━━ Material supplied

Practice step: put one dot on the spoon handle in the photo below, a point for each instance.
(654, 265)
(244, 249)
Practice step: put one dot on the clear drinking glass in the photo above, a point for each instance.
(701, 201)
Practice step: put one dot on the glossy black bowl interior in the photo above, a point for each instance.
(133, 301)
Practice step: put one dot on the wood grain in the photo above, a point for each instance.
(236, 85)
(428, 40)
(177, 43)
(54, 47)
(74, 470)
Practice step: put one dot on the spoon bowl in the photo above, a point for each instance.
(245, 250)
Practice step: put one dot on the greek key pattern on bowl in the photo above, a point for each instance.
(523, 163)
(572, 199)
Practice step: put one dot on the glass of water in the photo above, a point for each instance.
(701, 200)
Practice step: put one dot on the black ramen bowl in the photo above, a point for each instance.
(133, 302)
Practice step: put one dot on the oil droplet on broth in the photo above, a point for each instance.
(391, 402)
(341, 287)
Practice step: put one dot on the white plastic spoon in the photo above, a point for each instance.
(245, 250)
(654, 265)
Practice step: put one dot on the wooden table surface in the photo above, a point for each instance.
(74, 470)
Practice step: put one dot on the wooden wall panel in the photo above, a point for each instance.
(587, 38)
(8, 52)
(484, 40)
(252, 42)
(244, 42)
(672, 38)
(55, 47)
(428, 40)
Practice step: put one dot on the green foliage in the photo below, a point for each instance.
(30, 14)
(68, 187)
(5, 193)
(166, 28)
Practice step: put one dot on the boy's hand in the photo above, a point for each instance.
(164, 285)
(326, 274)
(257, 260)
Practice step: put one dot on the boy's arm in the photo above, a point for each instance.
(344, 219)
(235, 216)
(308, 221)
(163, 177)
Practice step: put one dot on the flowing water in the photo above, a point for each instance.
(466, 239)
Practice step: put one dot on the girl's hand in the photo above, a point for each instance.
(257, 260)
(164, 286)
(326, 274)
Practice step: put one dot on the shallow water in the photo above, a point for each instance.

━━━━

Instructions to follow
Repeat only the stretch of lines that opens with the line containing "Practice step: put one dot on the girl's" and closes with the final line of the entries, both included, exactly as written.

Result below
Practice step: put one dot on the girl's hand in the photo above, a point for each instance.
(257, 260)
(164, 286)
(326, 274)
Practice step: put one dot on the shallow water in the photo above, a point for each instance.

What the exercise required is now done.